Recorded data

^^^^

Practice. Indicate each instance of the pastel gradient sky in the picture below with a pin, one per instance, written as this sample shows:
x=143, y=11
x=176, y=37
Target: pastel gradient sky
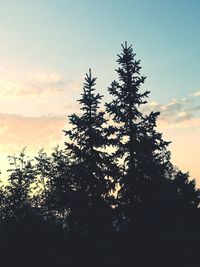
x=46, y=46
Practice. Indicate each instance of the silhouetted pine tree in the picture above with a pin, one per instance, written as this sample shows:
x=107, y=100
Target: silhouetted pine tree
x=140, y=149
x=92, y=167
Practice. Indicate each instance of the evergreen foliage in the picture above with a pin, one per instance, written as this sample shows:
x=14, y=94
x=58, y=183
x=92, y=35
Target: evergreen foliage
x=111, y=197
x=91, y=166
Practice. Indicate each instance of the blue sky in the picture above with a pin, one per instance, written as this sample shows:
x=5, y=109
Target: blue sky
x=46, y=46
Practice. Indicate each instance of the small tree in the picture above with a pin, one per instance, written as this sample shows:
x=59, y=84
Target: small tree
x=18, y=201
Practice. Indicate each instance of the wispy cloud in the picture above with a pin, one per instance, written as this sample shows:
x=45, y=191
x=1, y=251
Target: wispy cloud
x=39, y=84
x=16, y=130
x=176, y=113
x=197, y=93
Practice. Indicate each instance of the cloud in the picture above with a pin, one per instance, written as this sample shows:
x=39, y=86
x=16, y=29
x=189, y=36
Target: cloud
x=38, y=84
x=176, y=113
x=17, y=90
x=17, y=130
x=47, y=78
x=197, y=93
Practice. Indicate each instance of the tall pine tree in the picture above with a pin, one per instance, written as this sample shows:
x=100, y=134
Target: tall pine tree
x=139, y=148
x=92, y=167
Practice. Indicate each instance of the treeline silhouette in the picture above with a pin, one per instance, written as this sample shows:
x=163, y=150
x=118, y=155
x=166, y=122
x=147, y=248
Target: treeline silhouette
x=110, y=197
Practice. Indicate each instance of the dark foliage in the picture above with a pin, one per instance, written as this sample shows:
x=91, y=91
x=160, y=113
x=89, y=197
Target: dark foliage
x=111, y=197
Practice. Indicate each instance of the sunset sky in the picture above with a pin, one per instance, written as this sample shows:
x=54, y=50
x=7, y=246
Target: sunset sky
x=47, y=46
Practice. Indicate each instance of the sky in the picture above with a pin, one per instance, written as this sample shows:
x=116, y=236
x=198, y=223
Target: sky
x=47, y=46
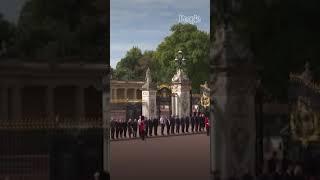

^^^^

§ **TASK DIRECTIONS**
Please reproduce exactly and only the lines from the first line of the records through the line containing "x=58, y=183", both included, omitting any pictures.

§ **ANSWER TO THE EXERCISE**
Practice. Indicate each instance of the pastel gradient sky in the picture below with a pin, one per instance, written as this sample shows:
x=143, y=11
x=176, y=37
Target: pastel gradient sky
x=46, y=46
Practice. Indicate each instance of the silhouetted pine tree in the picture above with a pin, one per instance, written as this sample shows:
x=107, y=100
Target: silhouetted pine tree
x=140, y=149
x=92, y=167
Practice. Indicate each instance of the evergreen foliage in the picture above with a pin, one per instance, written as this sample shows:
x=14, y=94
x=58, y=183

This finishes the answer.